-- Input records start --

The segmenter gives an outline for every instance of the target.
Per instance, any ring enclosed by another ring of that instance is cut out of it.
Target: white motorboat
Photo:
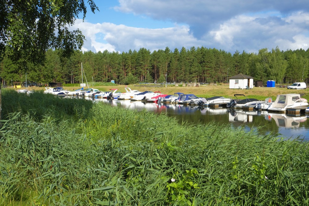
[[[129,99],[131,96],[133,96],[135,95],[140,93],[141,92],[138,90],[132,90],[129,87],[125,87],[126,92],[120,94],[118,97],[118,99]]]
[[[299,94],[288,94],[277,95],[276,100],[268,109],[269,111],[284,112],[289,109],[306,109],[308,106],[307,100],[301,98]]]
[[[144,92],[134,95],[133,96],[132,96],[130,99],[131,101],[146,100],[158,96],[159,94],[160,94],[160,93],[154,92],[151,91],[145,91]]]
[[[259,103],[255,107],[256,109],[258,110],[266,110],[273,103],[273,99],[271,97],[268,97],[265,99],[264,103]]]
[[[25,93],[27,95],[28,95],[30,93],[33,92],[33,90],[28,90],[27,89],[24,89],[17,90],[17,91],[19,93]]]
[[[233,107],[235,108],[246,108],[249,107],[255,107],[258,103],[264,103],[264,101],[261,101],[254,98],[247,98],[244,95],[235,94],[234,96],[237,99],[237,96],[243,96],[245,99],[237,101],[235,99],[232,99],[231,102],[226,103],[226,107],[228,108]]]
[[[208,107],[211,104],[224,104],[228,103],[231,101],[232,99],[225,98],[224,97],[216,96],[210,97],[206,99],[206,102],[203,106]]]
[[[158,96],[147,99],[147,102],[150,103],[160,103],[162,101],[162,99],[167,96],[167,95],[160,94]]]
[[[84,97],[94,97],[96,95],[99,95],[102,93],[102,92],[97,89],[86,89],[83,90],[82,95]]]
[[[115,95],[118,90],[118,89],[110,89],[109,91],[101,92],[99,93],[96,94],[94,96],[96,98],[111,98]]]
[[[84,87],[77,89],[74,91],[69,91],[68,95],[69,96],[79,96],[81,95],[84,90]]]
[[[183,93],[176,92],[174,95],[168,95],[162,99],[162,102],[163,103],[176,103],[178,102]]]
[[[198,97],[192,94],[183,95],[179,99],[178,103],[185,105],[197,104],[197,103],[201,99],[201,97]]]
[[[66,96],[69,92],[68,90],[65,90],[63,89],[63,88],[60,86],[54,88],[46,87],[45,89],[46,90],[44,91],[44,93],[51,94],[57,96]]]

-- Input records end --

Pick out every line in the records above that contains the word "instance", and reproduce each such line in full.

**Problem solution**.
The segmenter gives an outline for every instance of the target.
Per instance, any ring enclosed by another ring of that instance is cut out of it.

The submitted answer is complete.